__Challenge__
Reproduce the lines of the records below word for word, starting at the line that contains "Mark one point per instance of the blue" and ending at the line that contains "Target: blue evening sky", with both of those lines included. Output nothing else.

__Data rows__
--- BEGIN ---
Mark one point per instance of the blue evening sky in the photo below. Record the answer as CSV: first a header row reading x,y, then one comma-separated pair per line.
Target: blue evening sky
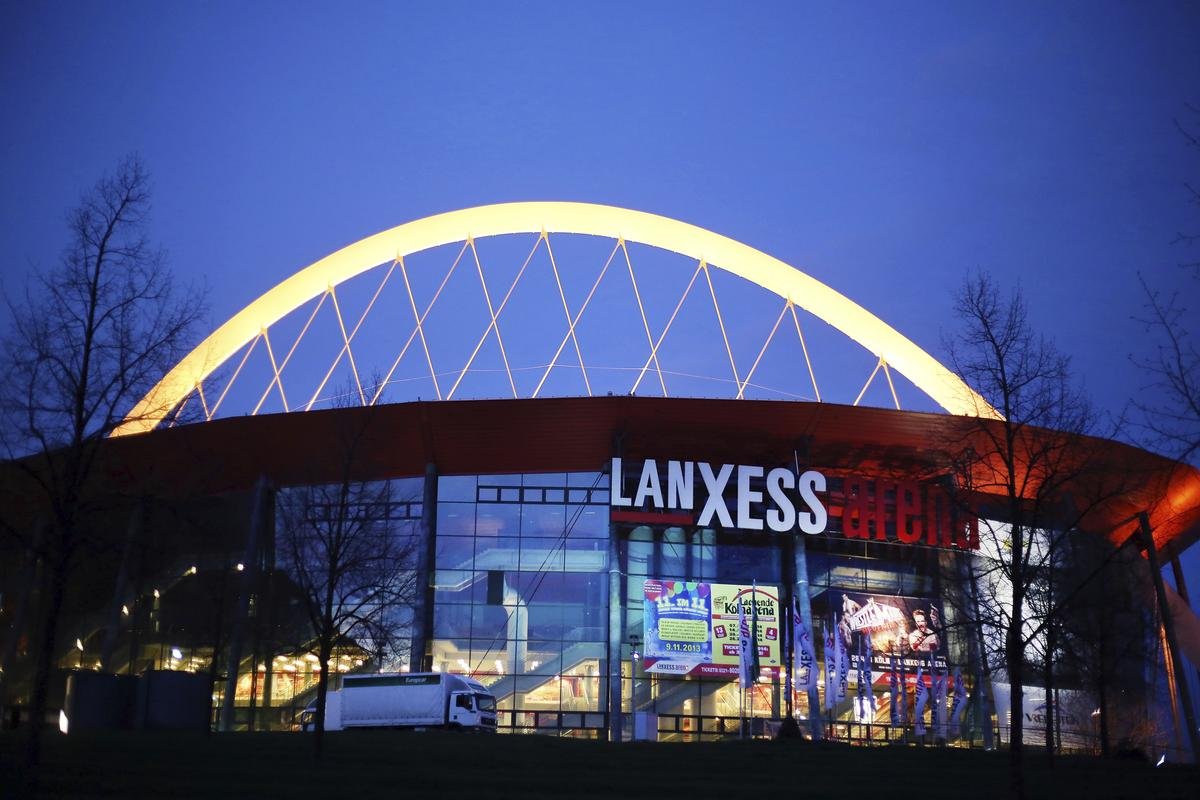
--- END ---
--- BEGIN ---
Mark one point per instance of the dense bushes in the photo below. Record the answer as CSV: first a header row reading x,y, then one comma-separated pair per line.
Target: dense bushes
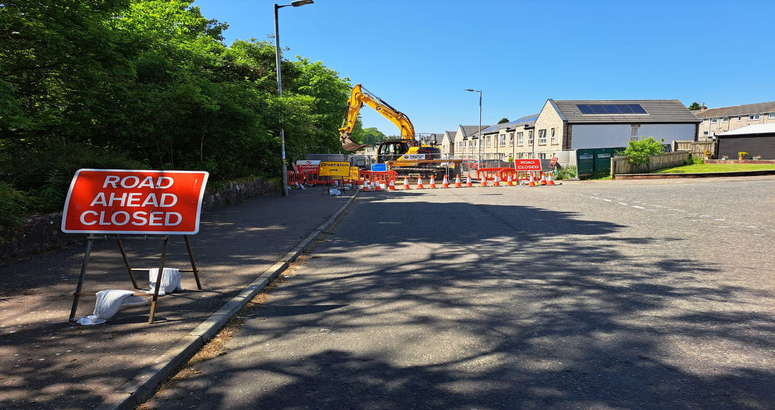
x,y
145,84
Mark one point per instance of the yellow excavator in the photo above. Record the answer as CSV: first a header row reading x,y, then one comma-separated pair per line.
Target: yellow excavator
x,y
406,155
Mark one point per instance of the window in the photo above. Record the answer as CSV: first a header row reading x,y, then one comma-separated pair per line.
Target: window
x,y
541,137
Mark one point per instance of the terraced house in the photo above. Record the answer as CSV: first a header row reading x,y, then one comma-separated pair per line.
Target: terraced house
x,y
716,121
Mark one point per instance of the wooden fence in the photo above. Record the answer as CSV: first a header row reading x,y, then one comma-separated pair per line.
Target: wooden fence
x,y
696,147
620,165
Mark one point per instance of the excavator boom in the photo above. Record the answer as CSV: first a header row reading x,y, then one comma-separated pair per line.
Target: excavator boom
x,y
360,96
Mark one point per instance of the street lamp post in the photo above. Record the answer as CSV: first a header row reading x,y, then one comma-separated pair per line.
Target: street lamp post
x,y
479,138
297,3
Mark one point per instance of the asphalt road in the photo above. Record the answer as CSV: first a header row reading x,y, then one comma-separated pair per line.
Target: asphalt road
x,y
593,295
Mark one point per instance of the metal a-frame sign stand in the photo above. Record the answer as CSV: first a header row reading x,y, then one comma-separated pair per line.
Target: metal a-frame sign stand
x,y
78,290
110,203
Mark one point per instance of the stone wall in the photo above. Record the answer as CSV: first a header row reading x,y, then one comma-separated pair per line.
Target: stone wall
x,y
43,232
--- END ---
__Problem solution__
Mark one point per instance of the blue evening sky in the photo below. Record the answer as CSV: first a header row reading x,y, then one comma-separated pair per line.
Target: blue evening sky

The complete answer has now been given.